- _What you should do_: An exact transcription of every entry is required, with the images left out.

- _Study material_:
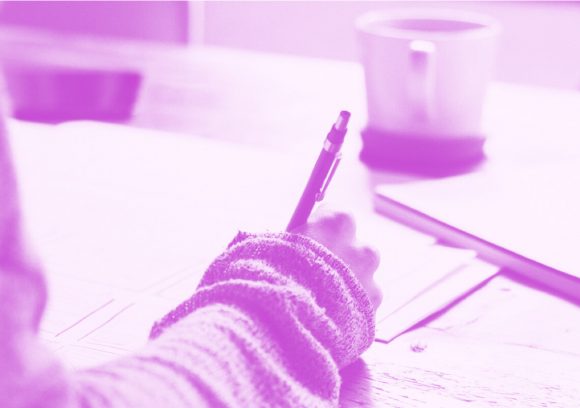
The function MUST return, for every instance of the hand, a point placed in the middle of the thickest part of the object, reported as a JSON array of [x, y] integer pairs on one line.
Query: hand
[[336, 231]]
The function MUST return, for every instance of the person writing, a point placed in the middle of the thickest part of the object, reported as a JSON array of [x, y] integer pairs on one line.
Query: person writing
[[273, 320]]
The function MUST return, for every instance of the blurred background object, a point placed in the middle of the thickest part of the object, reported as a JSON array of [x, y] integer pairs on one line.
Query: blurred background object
[[539, 41], [165, 21], [45, 85]]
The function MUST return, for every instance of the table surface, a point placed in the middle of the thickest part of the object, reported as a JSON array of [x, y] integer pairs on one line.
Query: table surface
[[508, 343]]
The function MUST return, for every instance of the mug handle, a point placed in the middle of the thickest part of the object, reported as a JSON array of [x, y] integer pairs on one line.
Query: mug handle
[[422, 78]]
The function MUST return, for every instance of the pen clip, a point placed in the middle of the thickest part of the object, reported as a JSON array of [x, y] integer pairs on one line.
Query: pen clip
[[322, 192]]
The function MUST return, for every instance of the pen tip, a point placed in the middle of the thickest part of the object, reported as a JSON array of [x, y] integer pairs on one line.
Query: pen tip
[[342, 120]]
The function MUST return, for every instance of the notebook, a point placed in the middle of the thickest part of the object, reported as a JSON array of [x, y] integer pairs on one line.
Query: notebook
[[522, 217], [112, 212]]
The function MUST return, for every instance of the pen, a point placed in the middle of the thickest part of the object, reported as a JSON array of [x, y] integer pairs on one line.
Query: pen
[[322, 172]]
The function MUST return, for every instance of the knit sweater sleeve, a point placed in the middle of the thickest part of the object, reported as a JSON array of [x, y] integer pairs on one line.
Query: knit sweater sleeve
[[273, 320]]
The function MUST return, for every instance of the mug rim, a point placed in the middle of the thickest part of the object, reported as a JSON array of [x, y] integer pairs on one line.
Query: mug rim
[[488, 26]]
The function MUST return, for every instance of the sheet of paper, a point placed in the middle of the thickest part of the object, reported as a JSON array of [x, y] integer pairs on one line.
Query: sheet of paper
[[119, 217]]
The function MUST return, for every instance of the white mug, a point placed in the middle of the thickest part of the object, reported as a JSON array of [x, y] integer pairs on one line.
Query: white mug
[[426, 71]]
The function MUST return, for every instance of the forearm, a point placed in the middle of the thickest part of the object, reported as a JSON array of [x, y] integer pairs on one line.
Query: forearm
[[271, 323]]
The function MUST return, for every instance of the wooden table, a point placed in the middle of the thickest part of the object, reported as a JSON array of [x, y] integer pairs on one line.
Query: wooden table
[[508, 344]]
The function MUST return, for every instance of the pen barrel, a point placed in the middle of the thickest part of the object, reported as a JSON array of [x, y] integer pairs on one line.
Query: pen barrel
[[313, 188]]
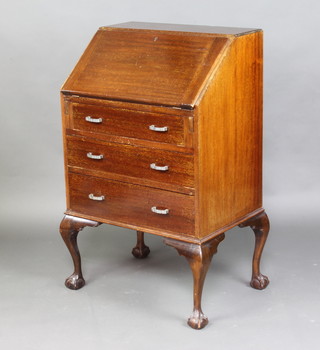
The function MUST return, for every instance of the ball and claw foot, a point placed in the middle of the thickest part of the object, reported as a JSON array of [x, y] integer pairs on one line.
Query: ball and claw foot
[[74, 282], [259, 282], [197, 320]]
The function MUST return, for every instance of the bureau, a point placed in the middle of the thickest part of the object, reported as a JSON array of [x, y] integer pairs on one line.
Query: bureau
[[162, 130]]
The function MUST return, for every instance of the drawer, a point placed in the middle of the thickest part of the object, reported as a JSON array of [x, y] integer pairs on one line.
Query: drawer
[[103, 120], [143, 163], [130, 204]]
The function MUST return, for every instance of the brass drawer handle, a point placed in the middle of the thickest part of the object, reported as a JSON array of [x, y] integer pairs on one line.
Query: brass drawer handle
[[160, 211], [94, 156], [93, 120], [96, 198], [158, 129], [159, 168]]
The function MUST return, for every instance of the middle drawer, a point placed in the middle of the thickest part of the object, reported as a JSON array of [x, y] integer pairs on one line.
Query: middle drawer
[[146, 164]]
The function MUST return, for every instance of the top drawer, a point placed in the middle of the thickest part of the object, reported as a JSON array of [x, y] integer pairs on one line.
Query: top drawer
[[157, 127]]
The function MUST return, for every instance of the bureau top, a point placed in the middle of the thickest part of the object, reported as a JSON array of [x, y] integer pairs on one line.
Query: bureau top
[[151, 63]]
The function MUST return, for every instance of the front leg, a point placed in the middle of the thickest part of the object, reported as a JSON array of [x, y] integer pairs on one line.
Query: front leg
[[199, 257], [260, 226], [69, 229]]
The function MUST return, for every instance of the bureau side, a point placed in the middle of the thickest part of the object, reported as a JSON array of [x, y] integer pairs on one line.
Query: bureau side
[[229, 139]]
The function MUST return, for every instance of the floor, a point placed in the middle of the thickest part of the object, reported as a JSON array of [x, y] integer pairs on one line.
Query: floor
[[143, 304]]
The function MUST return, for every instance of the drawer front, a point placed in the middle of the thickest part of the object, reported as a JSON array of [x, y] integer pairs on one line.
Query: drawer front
[[128, 123], [136, 205], [144, 163]]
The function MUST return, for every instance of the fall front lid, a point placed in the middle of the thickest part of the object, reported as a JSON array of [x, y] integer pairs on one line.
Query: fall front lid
[[156, 67]]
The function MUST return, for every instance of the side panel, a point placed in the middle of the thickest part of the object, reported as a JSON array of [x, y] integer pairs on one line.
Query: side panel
[[229, 156]]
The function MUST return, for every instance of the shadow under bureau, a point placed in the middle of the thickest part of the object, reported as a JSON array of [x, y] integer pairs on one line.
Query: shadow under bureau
[[162, 128]]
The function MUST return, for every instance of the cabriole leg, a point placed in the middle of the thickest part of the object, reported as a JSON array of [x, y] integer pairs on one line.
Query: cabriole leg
[[140, 251], [69, 229], [199, 257], [260, 226]]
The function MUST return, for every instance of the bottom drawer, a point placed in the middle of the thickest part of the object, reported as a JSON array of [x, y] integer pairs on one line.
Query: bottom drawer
[[131, 204]]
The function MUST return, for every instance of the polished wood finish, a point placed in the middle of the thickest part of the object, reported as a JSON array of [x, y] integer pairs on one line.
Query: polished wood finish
[[199, 257], [69, 229], [140, 251], [205, 85], [125, 202], [260, 226], [162, 68], [131, 161], [130, 123], [230, 116]]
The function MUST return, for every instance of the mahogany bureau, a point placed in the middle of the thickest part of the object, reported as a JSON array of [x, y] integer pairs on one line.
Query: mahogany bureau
[[162, 128]]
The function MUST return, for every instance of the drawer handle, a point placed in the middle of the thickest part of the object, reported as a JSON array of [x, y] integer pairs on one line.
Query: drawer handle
[[157, 128], [94, 156], [159, 168], [160, 211], [93, 120], [96, 198]]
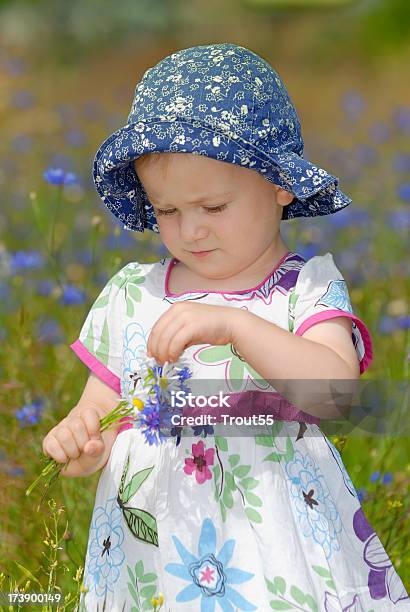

- _Written solution_:
The function MUST return, for every instance of the hand, a point placed in the middle of the thickest part of the object, reported as a JSON array of [x, y] integer pairs on one line.
Query: hand
[[336, 231]]
The function MUST return, for every instance of the person writing, a point placed in the middle of the thickest part of the object, reported as a JSON array of [x, y] integer pairs on one line.
Query: person writing
[[273, 320]]
The function MUST return, for every instance of the blurred background object, a point placed in the middle of the thickest part of the object, reported as a JSON array of [x, y] integer pairs on one line.
Query: blurred background object
[[539, 41], [165, 21], [45, 85]]
The function MUST return, for every instance of the table surface, a point placed in the middle of the thickest part of the object, reported as a JSON array of [x, y] integer pairs on one line.
Query: table surface
[[508, 343]]
The function MUST return, for every instance of the mug handle, a point placed in the middle of the thickest part of the object, reported as a JSON array of [x, y] integer pairs on one line.
Query: mug handle
[[422, 78]]
The function MUST return, for every instance of the pen clip, a point placed in the middle of the thickest part of the object, reported as a JSON array of [x, y] integer pairs on one line.
Query: pen clip
[[322, 192]]
The function MUST return, for every instance of the pen tip, a point placed in the middle of the thickest part of the object, reported as a JSON array of [x, y] integer pairs on one line.
Query: pen tip
[[342, 120]]
The function MUST return, for every instance of the notebook, a point placed in the middle of the thickest part of the object, reported as a JSON array of [x, y] integer pairs on one line.
Query: notebook
[[522, 217], [112, 212]]
The function MUST return, for every instance of the pen, a point placed in the middle of the thickest part of the object, reported as a JSON array of [x, y] integer pairs on one line.
Query: pen
[[322, 172]]
The function MUST return, for every instance of the knit sweater sleeve, a point placed in the middle of the thickest part of the object, reported as a JSON array of [x, y] integer pairs on one line.
Query: knit sweater sleeve
[[273, 320]]
The function MUST return, for every instance of the mug rim, a point placed in the middle of the thickest part of the object, reported as a JSON array of [x, y] integer pairs on one line.
Query: mug rim
[[488, 26]]
The function MUST return, for every instance of the sheet of paper, a point placed in the middle of the thickest part of the object, reported as a JSON array of [x, y] integer pairs on one line.
Query: sheet of paper
[[119, 217]]
The function MUST return, for every instance of the white mug, a point placed in the middle of the thickest part of the object, reported as a JSON array of [x, y] integer pairs on one line.
Query: white mug
[[426, 71]]
The function MUST return, for every instance of the forearm, a point placed in the middle of the thickest part of the object, reported as a JSON array of [x, y] integer pairs on one line.
Query: forearm
[[271, 323]]
The function MUST return, for every instance of the wooden table, a point placed in the middle of the thickest part of the object, reported as a JSON array of [x, y] integer pairs on one line.
Query: wooden table
[[508, 344]]
The function MUST return, for every instance of the pen barrel, a point placed in the middle of the thickest part of the object, reported as a JSON array of [x, y] integer pairs on one line.
Query: pen barrel
[[313, 188]]
The function MUST return, for every instance of the ball and claw foot, a point placed in the middle of the thickest part of the object, reported as a JSON array of [x, y] integer pairs on one line.
Query: ball and claw foot
[[74, 282], [259, 282], [197, 320]]
The function MUST return, for every instance of the bureau, a point placed in the middle of the thickest part of the object, reported as a JSON array of [x, y] integer pairs on one line.
Query: bureau
[[162, 130]]
The function MUST return, for every instance of the drawer, a point placed in the middle of the thickest part of the object, reported as a JSON array of [x, y] integer pairs on one line.
Query: drawer
[[103, 120], [143, 163], [130, 204]]
The function MUST return, for every instance of the brass drawer handle, a point placed in the middle of the thickest part of the object, reported as a JSON array of [x, y] integer pairs on one line.
Query: brass drawer handle
[[160, 211], [94, 156], [93, 120], [96, 198], [158, 129], [159, 168]]
The function MUST return, for every instance of the middle drawer, a point placed in the middle of the thickest part of the object, reported as a JSON array of [x, y] integer pairs on one line.
Query: middle drawer
[[146, 164]]
The function MUST return, for every instance of the top drawer, a point placed in the middle of the thickest part of the object, reported as a JSON array of [x, y] integer pairs on one line.
Query: top drawer
[[157, 127]]
The function MUST return, for every instance of the bureau top, a point placed in the middle of the thickest part of the object, reported as a JSON array of [x, y] integer pairs on one line.
Query: bureau top
[[151, 63]]
The function MUST return, for every instance of the front leg, a point placed in the middle of the thickest part of the object, reported as a JSON array of [x, y] integer pairs on one line.
Query: front leg
[[199, 257], [260, 226], [69, 229]]
The function MUST return, for every instance of the bureau side, a point placed in the middle of the thickest part of the object, reported as a JSON array of [x, y] integer pairs on one line.
Query: bureau side
[[229, 139]]
The function MUST return, for every instance of the floor, a point placed in the middle of the thickest part of the object, reported as a JSON array of [x, y] integer pairs on one line.
Query: floor
[[143, 304]]
The function MUST return, for every instance of the drawer front, a point placed in the middle of the thickest part of the object, reported as a JSON array of [x, y] integer pairs on one line.
Query: drawer front
[[128, 123], [136, 205], [144, 163]]
The function MUST return, for every instance of the fall front lid, a point placed in the middle of the thickest part of the object, reported as a JSON array of [x, y] integer pairs on one line.
Query: fall front lid
[[156, 67]]
The function MUST return, for every instance of the side panel, a point placed in the middle of the thickest part of the object, reported as a JSON array of [x, y] integer pairs on one line.
Query: side panel
[[229, 156]]
The function MUST return, for every instance of the shadow under bureau, a point placed in the middle of the thickest part of the object, reported as a JSON array of [x, y] integer pairs on one line.
Query: shadow under bureau
[[162, 128]]
The function MUST return, for every instance of the cabriole leg, a point placed in the middle of the thickest part of the object, reported as a JSON array of [x, y] integer pairs on one line.
Query: cabriole leg
[[140, 251], [69, 229], [199, 257], [260, 226]]
The function MUST return, for every instance of the bottom drawer, a point placed in the middle of the thickest part of the object, reported as a JSON array of [x, y] integer pairs on one line.
Query: bottom drawer
[[131, 204]]
The function MUST return, for every instance of the polished wood finish, a point placed in the middle of the thickest part of the object, reported as a JSON array of [x, y] integer pairs on one line.
Query: polished wood finish
[[199, 257], [69, 229], [140, 251], [205, 85], [125, 202], [260, 226], [162, 68], [131, 161], [130, 123], [230, 116]]
The function MUST return, for every instance of the mahogany bureau, a point placed in the middle of the thickest part of the object, reported as a JSON array of [x, y] integer pairs on one line.
Query: mahogany bureau
[[162, 128]]
The function MUST return, for every instance of the drawer handle, a point placed in the middle of the thickest part of the object, reported as a JSON array of [x, y] integer pairs on one line.
Query: drawer handle
[[157, 128], [94, 156], [159, 168], [160, 211], [93, 120], [96, 198]]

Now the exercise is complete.